Source information: Begin
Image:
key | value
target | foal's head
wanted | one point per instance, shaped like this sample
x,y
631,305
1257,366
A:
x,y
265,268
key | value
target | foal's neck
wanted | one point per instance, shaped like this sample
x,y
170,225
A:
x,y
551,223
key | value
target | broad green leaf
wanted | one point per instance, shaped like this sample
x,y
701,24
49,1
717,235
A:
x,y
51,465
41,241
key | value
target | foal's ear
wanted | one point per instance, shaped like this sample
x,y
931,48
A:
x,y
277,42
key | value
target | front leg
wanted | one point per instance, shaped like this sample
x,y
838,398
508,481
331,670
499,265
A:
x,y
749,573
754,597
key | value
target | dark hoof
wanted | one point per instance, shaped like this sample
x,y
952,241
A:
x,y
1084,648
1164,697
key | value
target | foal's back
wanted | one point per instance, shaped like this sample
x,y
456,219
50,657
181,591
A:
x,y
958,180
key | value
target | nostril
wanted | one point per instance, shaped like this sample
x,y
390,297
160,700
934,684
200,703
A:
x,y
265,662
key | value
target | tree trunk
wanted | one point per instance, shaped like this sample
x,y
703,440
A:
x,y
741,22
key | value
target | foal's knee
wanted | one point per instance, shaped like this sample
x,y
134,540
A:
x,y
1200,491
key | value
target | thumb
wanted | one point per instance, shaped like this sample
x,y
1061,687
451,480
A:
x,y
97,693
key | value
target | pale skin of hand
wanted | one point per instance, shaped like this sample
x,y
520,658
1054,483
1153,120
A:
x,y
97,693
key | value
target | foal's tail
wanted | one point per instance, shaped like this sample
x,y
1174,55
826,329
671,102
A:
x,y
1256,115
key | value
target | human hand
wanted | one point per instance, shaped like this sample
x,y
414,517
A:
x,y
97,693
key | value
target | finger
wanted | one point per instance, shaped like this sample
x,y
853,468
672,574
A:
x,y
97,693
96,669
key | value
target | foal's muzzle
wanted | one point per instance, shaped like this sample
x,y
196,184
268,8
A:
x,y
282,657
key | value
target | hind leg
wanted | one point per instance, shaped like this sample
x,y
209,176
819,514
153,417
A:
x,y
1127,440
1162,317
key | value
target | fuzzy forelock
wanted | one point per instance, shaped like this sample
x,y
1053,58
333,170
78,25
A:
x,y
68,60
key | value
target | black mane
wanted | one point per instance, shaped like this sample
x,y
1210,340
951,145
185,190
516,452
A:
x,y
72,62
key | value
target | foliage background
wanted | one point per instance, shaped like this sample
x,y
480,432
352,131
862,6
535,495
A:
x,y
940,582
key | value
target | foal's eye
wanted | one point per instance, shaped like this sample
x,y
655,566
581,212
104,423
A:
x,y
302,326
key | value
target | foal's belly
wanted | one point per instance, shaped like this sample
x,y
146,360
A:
Source information: End
**Exercise aim:** Report all lines of the material that contain the word "foal".

**Solution to this task:**
target | foal's head
target | foal's neck
target | foal's ear
target | foal's back
target | foal's knee
target | foal's tail
target | foal's muzzle
target | foal's eye
target | foal's belly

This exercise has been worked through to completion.